## [Page extract]
Predicting Allstars

F1 Score
Confusion Matrix
Model Assessment
Model Assessment through TPR/FPR, PPV/NPV, and F1 Score
Author
Affiliation

Garrett Salisbury

West Point

Published

September 11, 2024

Learning Objectives

  • Understand True Positive (Sensitivity) and True Negative (Specificity) Rates (TPR and TNR, respectively)

  • Understand Positive and Negative Predictive Values (PPV and NPV, respectively)

  • Understand F1 Score

  • Train a predictive model and test it on new data

  • Utilize TPR, TNR, PPV, NPV, and F1 Score to assess model adequacy

Introduction

There are many players in the MLB that are considered “perennial All Stars.” However, every year there are a handful of players that make the All Star game in an unexpected fashion. All Star game selection does not have a set standard for a player’s performance, but rather seems to rely on their popularity among fans. This module aims to see if there is a way to predict which players are poised to make the All Star game based on the statistics of their previous season.

## [Records]
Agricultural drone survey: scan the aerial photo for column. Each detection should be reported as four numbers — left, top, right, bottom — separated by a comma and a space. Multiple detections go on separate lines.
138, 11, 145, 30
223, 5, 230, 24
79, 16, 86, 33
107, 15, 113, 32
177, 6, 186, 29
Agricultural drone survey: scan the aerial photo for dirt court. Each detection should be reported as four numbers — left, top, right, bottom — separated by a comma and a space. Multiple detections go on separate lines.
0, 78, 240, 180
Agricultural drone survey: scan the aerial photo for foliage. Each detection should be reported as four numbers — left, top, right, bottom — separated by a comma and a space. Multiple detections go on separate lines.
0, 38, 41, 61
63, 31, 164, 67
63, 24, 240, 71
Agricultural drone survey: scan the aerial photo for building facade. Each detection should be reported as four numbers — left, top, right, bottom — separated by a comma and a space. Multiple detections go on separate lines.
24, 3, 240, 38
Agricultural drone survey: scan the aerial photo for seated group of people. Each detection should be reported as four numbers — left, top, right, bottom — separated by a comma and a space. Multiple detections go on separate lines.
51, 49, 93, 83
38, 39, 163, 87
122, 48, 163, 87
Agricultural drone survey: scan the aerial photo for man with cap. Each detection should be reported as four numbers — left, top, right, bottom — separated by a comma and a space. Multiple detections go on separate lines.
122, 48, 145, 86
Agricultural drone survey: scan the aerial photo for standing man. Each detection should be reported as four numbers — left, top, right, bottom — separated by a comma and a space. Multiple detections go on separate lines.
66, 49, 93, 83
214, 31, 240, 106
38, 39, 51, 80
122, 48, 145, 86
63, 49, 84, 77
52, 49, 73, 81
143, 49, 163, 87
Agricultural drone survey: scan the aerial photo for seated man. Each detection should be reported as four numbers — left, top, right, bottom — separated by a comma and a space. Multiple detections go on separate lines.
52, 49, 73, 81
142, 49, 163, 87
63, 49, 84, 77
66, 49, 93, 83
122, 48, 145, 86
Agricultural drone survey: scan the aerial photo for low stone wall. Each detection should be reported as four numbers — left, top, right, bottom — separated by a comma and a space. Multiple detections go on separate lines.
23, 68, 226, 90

---

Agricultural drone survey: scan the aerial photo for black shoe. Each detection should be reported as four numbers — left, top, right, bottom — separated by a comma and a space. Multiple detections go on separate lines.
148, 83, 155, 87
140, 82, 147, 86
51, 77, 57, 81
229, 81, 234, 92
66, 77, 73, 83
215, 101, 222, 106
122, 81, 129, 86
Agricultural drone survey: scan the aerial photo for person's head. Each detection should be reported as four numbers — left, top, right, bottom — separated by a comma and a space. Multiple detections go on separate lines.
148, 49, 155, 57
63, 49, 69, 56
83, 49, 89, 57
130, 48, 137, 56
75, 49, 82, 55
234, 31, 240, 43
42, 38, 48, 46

## [Directions]
A) Answer these questions from the page on predicting All Stars, one answer per line, marked the same way:
(i) Who is listed as the author?
(ii) On what date was it published?
(iii) According to the introduction, what does All Star game selection seem to rely on?
B) In the records, reproduce every line from the one with "Agricultural drone survey: scan the aerial photo for column." up to and including the one with "177, 6, 186, 29".

## [Task-by-task answers]
A)
(i) Garrett Salisbury
(ii) September 11, 2024
(iii) The players' popularity among fans

B)
Agricultural drone survey: scan the aerial photo for column. Each detection should be reported as four numbers — left, top, right, bottom — separated by a comma and a space. Multiple detections go on separate lines.
138, 11, 145, 30
223, 5, 230, 24
79, 16, 86, 33
107, 15, 113, 32
177, 6, 186, 29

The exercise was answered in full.